**Given data:**
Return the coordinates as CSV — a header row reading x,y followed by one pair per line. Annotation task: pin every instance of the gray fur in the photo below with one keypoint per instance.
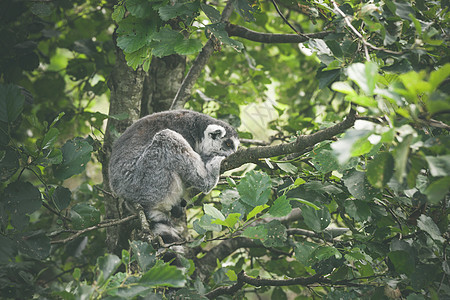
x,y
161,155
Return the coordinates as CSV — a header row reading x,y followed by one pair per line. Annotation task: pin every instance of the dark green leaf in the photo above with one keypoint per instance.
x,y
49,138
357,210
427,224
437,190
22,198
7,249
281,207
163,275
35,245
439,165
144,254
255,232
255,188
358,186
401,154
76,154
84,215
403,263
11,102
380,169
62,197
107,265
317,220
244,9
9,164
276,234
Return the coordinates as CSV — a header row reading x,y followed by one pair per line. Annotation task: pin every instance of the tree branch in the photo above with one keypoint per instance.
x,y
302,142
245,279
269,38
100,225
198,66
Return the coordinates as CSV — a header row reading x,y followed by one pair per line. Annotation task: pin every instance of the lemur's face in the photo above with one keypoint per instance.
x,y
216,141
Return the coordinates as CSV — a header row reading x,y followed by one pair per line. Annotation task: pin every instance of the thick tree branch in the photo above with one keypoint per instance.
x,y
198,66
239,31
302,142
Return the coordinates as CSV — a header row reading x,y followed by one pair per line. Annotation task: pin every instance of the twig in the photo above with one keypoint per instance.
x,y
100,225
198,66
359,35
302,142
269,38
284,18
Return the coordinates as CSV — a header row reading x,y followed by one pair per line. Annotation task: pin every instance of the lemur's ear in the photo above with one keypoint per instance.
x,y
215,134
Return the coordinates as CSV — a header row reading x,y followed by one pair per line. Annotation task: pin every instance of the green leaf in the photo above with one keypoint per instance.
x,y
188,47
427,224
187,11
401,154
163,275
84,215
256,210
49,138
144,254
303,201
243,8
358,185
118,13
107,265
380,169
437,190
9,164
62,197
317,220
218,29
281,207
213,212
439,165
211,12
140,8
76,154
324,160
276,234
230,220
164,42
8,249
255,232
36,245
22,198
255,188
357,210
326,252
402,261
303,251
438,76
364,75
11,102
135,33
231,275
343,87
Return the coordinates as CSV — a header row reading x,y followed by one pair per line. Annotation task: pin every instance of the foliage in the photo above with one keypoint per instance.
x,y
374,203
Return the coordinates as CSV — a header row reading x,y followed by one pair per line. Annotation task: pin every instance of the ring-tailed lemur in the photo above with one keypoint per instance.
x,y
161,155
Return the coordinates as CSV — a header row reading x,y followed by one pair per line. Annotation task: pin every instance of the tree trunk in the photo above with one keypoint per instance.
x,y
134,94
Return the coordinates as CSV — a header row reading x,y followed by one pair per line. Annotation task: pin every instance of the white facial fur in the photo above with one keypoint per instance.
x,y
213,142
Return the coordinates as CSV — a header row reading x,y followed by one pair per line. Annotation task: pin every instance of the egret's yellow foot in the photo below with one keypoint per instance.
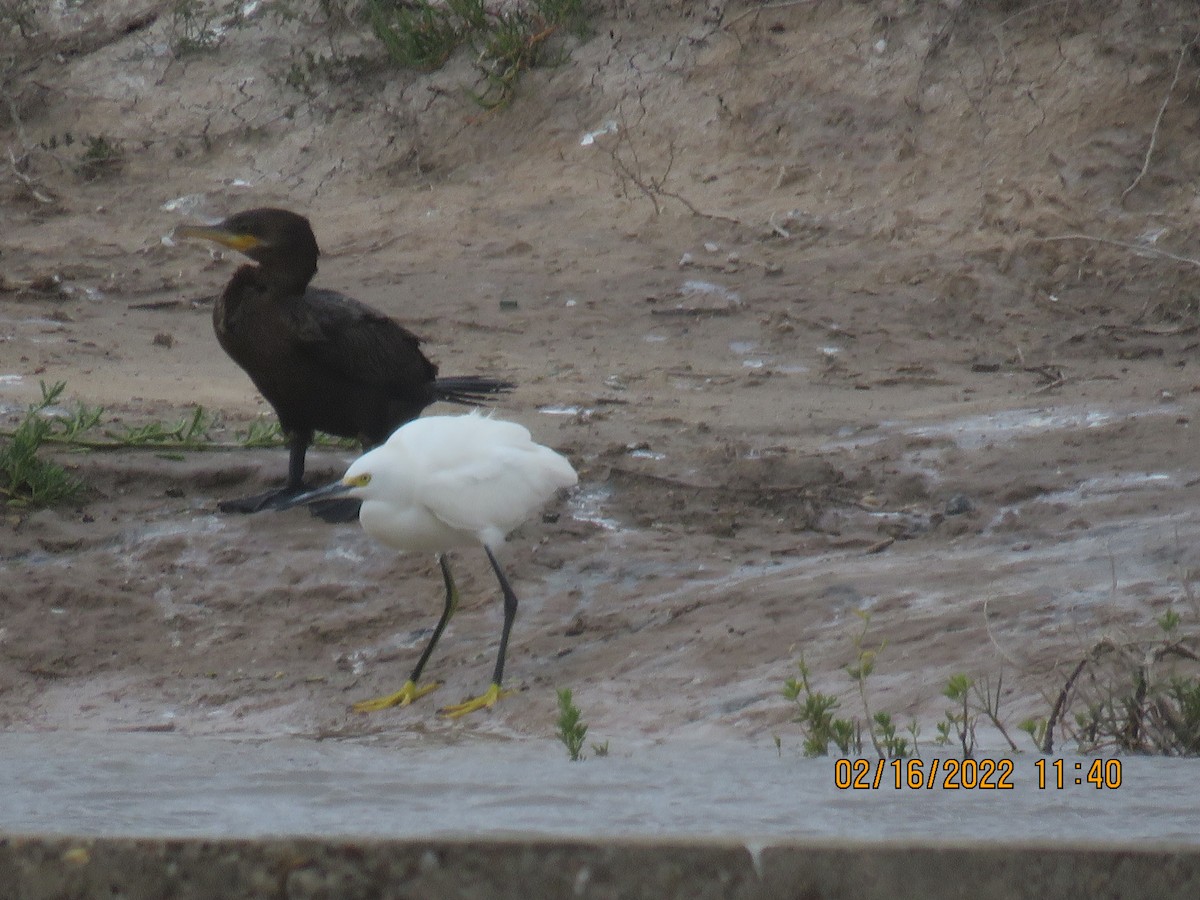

**Your objective:** Please present all of the records above as a numbered list, skipping any blank lines. Leave the pictures out of your answer.

**The completed task:**
1. Return the coordinates as CSV — a header row reading x,y followed by one pair per line. Annotation task: pin every instance of the gray fur in the photo below with one keypoint per instance.
2. x,y
3. 161,155
4. Return the coordinates as CSV — a header row reading x,y followed by one pair per line. Annotation task: pin every instance of the dark green leaf in the photo above with one keypoint per instance.
5. x,y
6. 49,138
7. 357,210
8. 427,224
9. 437,190
10. 22,198
11. 7,249
12. 281,207
13. 163,275
14. 35,245
15. 439,165
16. 144,254
17. 255,232
18. 255,188
19. 358,186
20. 401,154
21. 76,154
22. 84,215
23. 403,263
24. 11,102
25. 380,169
26. 62,197
27. 107,265
28. 317,220
29. 244,9
30. 9,164
31. 276,234
32. Return the coordinates as CSV — a header row reading x,y followed by one pair per line. Annotation task: pin every instance of the tree branch in the photo above with one keypoint per instance.
33. x,y
34. 302,142
35. 245,279
36. 269,38
37. 100,225
38. 198,66
39. Return the coordinates as CSV — a header row reading x,y followed by one pair per line. Annotation task: pin every instance of the lemur's face in the photo above with one keypoint per instance.
40. x,y
41. 216,141
42. Return the coordinates as CSV — a header row reading x,y followed by one pair per line. Annotation task: pin every instance of the thick tree branch in the photo above with one keypoint per instance.
43. x,y
44. 198,66
45. 239,31
46. 302,142
47. Return the coordinates as CSV — a header row reading x,y followed by one pair per line. Annotation task: pin every instance of the twig in the photo above with one keypoint per instance.
48. x,y
49. 100,225
50. 198,66
51. 359,35
52. 302,142
53. 269,38
54. 284,18
55. Return the coordinates as CSV — a header row reading x,y followed by one pair per line. Annotation task: pin every instance of the lemur's ear in the photo above with one keypoint per instance.
56. x,y
57. 215,134
58. Return the coordinates as CSV — a header row reading x,y followed by one pair per line. Annotation task: pin every instance of the green leaf in the photo above with one keypoint per instance.
59. x,y
60. 188,47
61. 427,224
62. 187,11
63. 401,154
64. 163,275
65. 84,215
66. 256,210
67. 49,138
68. 144,254
69. 303,201
70. 243,8
71. 358,185
72. 118,13
73. 107,265
74. 380,169
75. 437,190
76. 9,164
77. 62,197
78. 317,220
79. 218,29
80. 281,207
81. 213,212
82. 439,165
83. 211,12
84. 140,8
85. 76,154
86. 324,160
87. 276,234
88. 230,220
89. 164,42
90. 8,249
91. 255,232
92. 36,245
93. 22,198
94. 255,188
95. 357,210
96. 326,252
97. 402,261
98. 303,251
99. 438,76
100. 364,75
101. 11,102
102. 135,33
103. 231,275
104. 343,87
105. Return the coordinates as CSV — a header row reading x,y followed by one pair per line. Annotation task: pin every instance of the foliage in the photo above with one keypoint per instance.
106. x,y
107. 374,203
108. Return the coordinates as CSV — a header row reading x,y followed by one pair per line. Annotation task: pin every instance of the ring-tailed lemur in the photo above with one keypoint per instance.
109. x,y
110. 161,155
111. Return the coordinates as CSV — a header row reading x,y followed by one pair per line. Annotation task: pin every instance of the tree trunk in the photo above with one keypoint per instance.
112. x,y
113. 134,94
114. Return the coordinates as CSV — a header row reading x,y followed by one pair per line. Annotation task: pin every instance of the white facial fur in the photo above with one keypoint per instance.
115. x,y
116. 213,142
117. Return the coordinates as CSV — a header row reading x,y followed by one pair per line. Annotation task: pin every instance of the egret's yellow foot in the photo below with one keypoint per instance.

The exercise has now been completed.